Short task
Filter the items below and copy out each line that contains the string "mouth". Matching is case-sensitive.

---+---

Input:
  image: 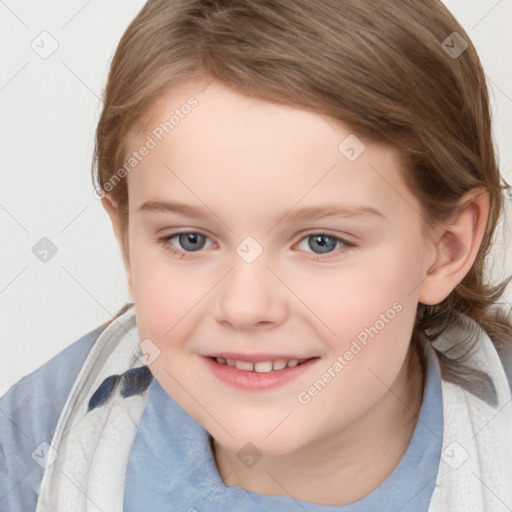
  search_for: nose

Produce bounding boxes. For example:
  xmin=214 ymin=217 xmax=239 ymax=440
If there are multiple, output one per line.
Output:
xmin=215 ymin=255 xmax=290 ymax=331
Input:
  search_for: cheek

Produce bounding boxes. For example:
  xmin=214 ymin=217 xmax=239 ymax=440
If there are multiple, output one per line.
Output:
xmin=127 ymin=239 xmax=202 ymax=340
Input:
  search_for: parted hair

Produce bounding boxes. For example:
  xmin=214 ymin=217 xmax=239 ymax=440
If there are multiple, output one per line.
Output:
xmin=92 ymin=0 xmax=512 ymax=393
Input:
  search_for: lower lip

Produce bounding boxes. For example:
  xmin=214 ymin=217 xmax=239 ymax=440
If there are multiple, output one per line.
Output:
xmin=204 ymin=357 xmax=319 ymax=391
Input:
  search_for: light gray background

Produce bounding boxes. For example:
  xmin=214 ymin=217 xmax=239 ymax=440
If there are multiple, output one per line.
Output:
xmin=0 ymin=0 xmax=512 ymax=395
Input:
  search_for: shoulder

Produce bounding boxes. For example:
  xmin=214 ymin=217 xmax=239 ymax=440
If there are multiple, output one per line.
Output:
xmin=0 ymin=327 xmax=102 ymax=512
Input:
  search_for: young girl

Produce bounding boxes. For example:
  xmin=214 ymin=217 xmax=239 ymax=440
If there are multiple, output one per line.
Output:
xmin=0 ymin=0 xmax=512 ymax=512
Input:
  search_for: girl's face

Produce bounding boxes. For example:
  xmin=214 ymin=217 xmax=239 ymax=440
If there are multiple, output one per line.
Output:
xmin=112 ymin=82 xmax=434 ymax=455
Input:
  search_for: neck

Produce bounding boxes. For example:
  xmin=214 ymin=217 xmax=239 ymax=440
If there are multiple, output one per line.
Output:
xmin=213 ymin=346 xmax=425 ymax=506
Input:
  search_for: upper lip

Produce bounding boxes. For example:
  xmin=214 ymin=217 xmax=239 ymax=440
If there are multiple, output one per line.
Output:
xmin=205 ymin=352 xmax=318 ymax=363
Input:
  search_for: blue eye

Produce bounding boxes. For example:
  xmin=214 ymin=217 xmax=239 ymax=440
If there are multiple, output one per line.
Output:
xmin=158 ymin=231 xmax=355 ymax=260
xmin=298 ymin=233 xmax=354 ymax=258
xmin=159 ymin=231 xmax=214 ymax=253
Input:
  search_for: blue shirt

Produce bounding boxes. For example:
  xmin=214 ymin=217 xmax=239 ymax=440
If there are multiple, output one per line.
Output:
xmin=0 ymin=328 xmax=443 ymax=512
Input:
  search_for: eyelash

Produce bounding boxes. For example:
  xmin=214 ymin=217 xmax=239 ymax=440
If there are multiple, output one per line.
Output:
xmin=157 ymin=231 xmax=356 ymax=261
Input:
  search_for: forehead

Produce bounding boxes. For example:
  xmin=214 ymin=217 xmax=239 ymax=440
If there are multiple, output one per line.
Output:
xmin=124 ymin=81 xmax=419 ymax=222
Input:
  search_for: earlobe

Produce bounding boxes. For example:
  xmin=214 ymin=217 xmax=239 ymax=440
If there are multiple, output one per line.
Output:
xmin=418 ymin=188 xmax=489 ymax=305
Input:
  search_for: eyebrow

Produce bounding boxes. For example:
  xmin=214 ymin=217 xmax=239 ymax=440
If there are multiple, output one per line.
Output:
xmin=138 ymin=200 xmax=386 ymax=223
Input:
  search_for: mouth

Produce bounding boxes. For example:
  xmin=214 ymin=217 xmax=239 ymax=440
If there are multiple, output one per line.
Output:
xmin=203 ymin=355 xmax=321 ymax=391
xmin=209 ymin=356 xmax=316 ymax=373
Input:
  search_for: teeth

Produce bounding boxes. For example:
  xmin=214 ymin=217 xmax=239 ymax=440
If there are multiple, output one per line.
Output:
xmin=216 ymin=357 xmax=306 ymax=373
xmin=272 ymin=359 xmax=286 ymax=370
xmin=235 ymin=361 xmax=254 ymax=372
xmin=254 ymin=361 xmax=272 ymax=373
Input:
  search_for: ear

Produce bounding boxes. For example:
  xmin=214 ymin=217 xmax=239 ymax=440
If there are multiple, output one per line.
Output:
xmin=418 ymin=187 xmax=489 ymax=305
xmin=101 ymin=194 xmax=133 ymax=300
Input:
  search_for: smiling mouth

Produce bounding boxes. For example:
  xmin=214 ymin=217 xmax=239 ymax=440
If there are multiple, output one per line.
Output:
xmin=210 ymin=357 xmax=317 ymax=373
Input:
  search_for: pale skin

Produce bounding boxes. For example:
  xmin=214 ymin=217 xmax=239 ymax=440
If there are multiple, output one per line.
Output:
xmin=102 ymin=81 xmax=489 ymax=505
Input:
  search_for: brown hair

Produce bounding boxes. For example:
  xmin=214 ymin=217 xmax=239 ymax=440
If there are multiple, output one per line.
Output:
xmin=93 ymin=0 xmax=512 ymax=396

---+---

Reply to the exercise
  search_for: mouth
  search_for: smiling mouth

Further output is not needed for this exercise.